§ WHAT NEEDS TO BE DONE
When the line containing "Annotation task: tag one point per instance of the bollard" is reached, begin transcribing. Continue exactly through the final line of the listing, and return nothing else.

§ THE INPUT

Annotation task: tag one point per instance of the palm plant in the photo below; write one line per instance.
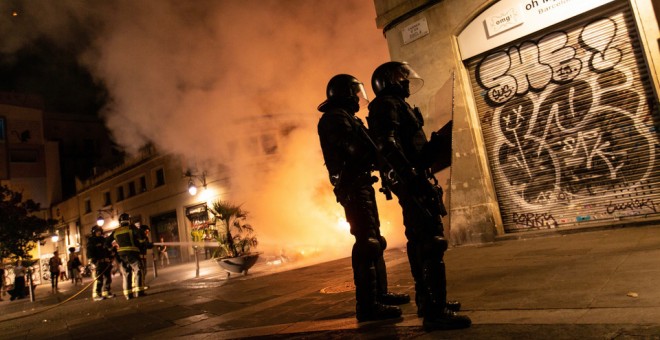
(235, 238)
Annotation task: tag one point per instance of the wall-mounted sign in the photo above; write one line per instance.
(415, 31)
(508, 20)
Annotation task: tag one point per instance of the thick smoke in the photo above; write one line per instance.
(192, 76)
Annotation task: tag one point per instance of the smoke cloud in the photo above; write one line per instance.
(198, 78)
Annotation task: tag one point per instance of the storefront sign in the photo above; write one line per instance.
(509, 20)
(415, 31)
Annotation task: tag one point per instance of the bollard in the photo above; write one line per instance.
(155, 266)
(196, 261)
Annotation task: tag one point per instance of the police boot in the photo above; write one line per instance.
(453, 306)
(445, 319)
(377, 311)
(364, 275)
(393, 299)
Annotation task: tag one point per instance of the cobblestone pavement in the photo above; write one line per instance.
(598, 284)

§ EXERCISE RESPONSE
Annotation task: tag one point per instance of the bollard in the photo above; write one line per instance.
(155, 266)
(196, 261)
Annotation task: tag one point per instance of the police boot in the photo above; write one line per instance.
(453, 306)
(445, 319)
(377, 311)
(364, 275)
(393, 299)
Annotation task: tag one point per instance of the cobblestone pavement in the photo above; write one line per instance.
(598, 284)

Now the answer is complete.